▶ Exercise description
How many lines in this data contain the string "positive"? Reply with the number only.

▶ Source material
::::::::

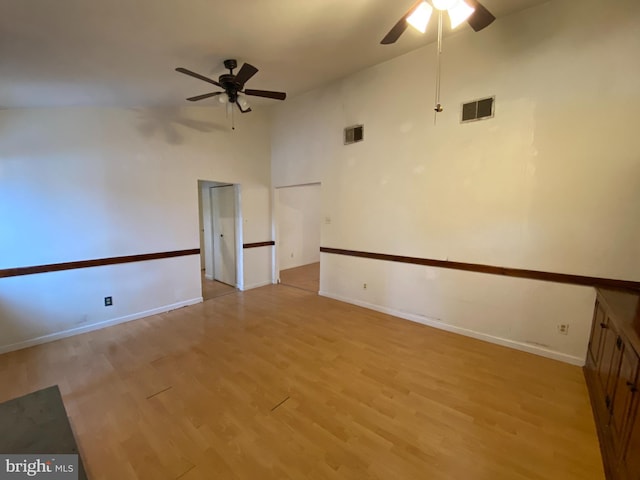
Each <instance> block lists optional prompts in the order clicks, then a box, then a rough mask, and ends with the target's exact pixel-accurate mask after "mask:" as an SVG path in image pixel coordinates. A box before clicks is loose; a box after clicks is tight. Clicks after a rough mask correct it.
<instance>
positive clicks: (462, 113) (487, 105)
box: [460, 97, 496, 123]
mask: <svg viewBox="0 0 640 480" xmlns="http://www.w3.org/2000/svg"><path fill="white" fill-rule="evenodd" d="M495 100H496V97H488V98H481V99H480V100H474V101H473V102H468V103H463V104H462V116H461V120H460V122H461V123H467V122H474V121H476V120H484V119H486V118H493V114H494V110H495V109H494V104H495Z"/></svg>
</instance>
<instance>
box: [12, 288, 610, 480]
mask: <svg viewBox="0 0 640 480" xmlns="http://www.w3.org/2000/svg"><path fill="white" fill-rule="evenodd" d="M56 383H57V384H59V385H60V386H61V392H62V394H63V399H64V401H65V404H66V406H67V411H68V413H69V416H70V420H71V424H72V426H73V429H74V432H75V433H76V436H77V440H78V446H79V448H80V451H81V452H82V454H83V458H84V461H85V464H86V466H87V470H88V473H89V476H90V478H92V479H94V480H103V479H104V480H107V479H114V478H117V479H150V480H151V479H152V480H164V479H166V480H175V479H183V480H197V479H210V478H217V479H233V480H244V479H247V480H248V479H252V480H253V479H256V478H259V479H261V480H263V479H264V480H269V479H287V478H290V479H302V478H304V479H358V480H360V479H368V478H370V479H377V480H382V479H385V480H386V479H390V478H394V479H425V478H428V479H434V480H440V479H442V480H445V479H447V480H448V479H451V478H473V479H487V480H489V479H490V480H496V479H498V480H500V479H505V480H507V479H508V480H514V479H515V480H532V479H562V480H591V479H592V480H602V479H603V478H604V473H603V469H602V462H601V459H600V452H599V448H598V441H597V436H596V431H595V426H594V423H593V419H592V416H591V409H590V404H589V398H588V395H587V391H586V387H585V383H584V379H583V376H582V372H581V370H580V369H579V368H577V367H573V366H570V365H566V364H562V363H559V362H556V361H553V360H549V359H546V358H541V357H537V356H534V355H531V354H527V353H523V352H518V351H514V350H511V349H508V348H505V347H501V346H497V345H492V344H488V343H484V342H481V341H478V340H474V339H470V338H466V337H461V336H458V335H455V334H452V333H449V332H444V331H439V330H435V329H432V328H429V327H426V326H423V325H419V324H416V323H412V322H408V321H405V320H401V319H397V318H394V317H391V316H388V315H384V314H381V313H378V312H372V311H369V310H366V309H363V308H360V307H355V306H353V305H347V304H344V303H341V302H338V301H335V300H331V299H328V298H324V297H319V296H318V295H317V294H315V293H311V292H307V291H304V290H302V289H296V288H290V287H287V286H282V285H279V286H268V287H263V288H260V289H256V290H251V291H248V292H235V293H231V294H228V295H224V296H221V297H217V298H215V299H212V300H208V301H206V302H204V303H202V304H199V305H194V306H190V307H186V308H182V309H179V310H175V311H172V312H168V313H164V314H161V315H156V316H153V317H148V318H145V319H141V320H137V321H133V322H129V323H126V324H122V325H118V326H115V327H110V328H107V329H104V330H100V331H96V332H91V333H87V334H84V335H80V336H77V337H72V338H67V339H64V340H60V341H57V342H54V343H49V344H46V345H41V346H38V347H33V348H29V349H26V350H22V351H17V352H12V353H8V354H5V355H2V356H0V401H4V400H8V399H10V398H13V397H16V396H19V395H23V394H26V393H29V392H30V391H33V390H36V389H38V388H43V387H45V386H49V385H52V384H56Z"/></svg>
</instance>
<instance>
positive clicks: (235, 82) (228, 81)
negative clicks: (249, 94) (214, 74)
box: [218, 73, 242, 102]
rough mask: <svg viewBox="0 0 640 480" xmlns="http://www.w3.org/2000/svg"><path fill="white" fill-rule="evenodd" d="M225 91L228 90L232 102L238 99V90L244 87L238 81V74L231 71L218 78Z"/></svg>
mask: <svg viewBox="0 0 640 480" xmlns="http://www.w3.org/2000/svg"><path fill="white" fill-rule="evenodd" d="M218 82H219V83H220V85H222V88H224V91H225V92H227V95H228V96H229V101H230V102H235V101H236V100H237V99H238V91H239V90H241V89H242V87H241V85H239V84H238V83H237V82H236V76H235V75H232V74H230V73H225V74H224V75H220V78H219V79H218Z"/></svg>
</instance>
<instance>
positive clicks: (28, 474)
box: [0, 454, 78, 480]
mask: <svg viewBox="0 0 640 480" xmlns="http://www.w3.org/2000/svg"><path fill="white" fill-rule="evenodd" d="M30 478H36V479H47V480H78V455H2V454H0V480H21V479H30Z"/></svg>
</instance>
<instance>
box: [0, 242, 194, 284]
mask: <svg viewBox="0 0 640 480" xmlns="http://www.w3.org/2000/svg"><path fill="white" fill-rule="evenodd" d="M187 255H200V249H199V248H192V249H189V250H174V251H172V252H157V253H144V254H142V255H127V256H123V257H109V258H97V259H93V260H80V261H77V262H66V263H52V264H49V265H35V266H31V267H17V268H7V269H4V270H0V278H6V277H18V276H21V275H33V274H36V273H47V272H60V271H62V270H75V269H77V268H88V267H102V266H105V265H117V264H120V263H132V262H144V261H147V260H159V259H162V258H173V257H184V256H187Z"/></svg>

::::::::

▶ Written response
3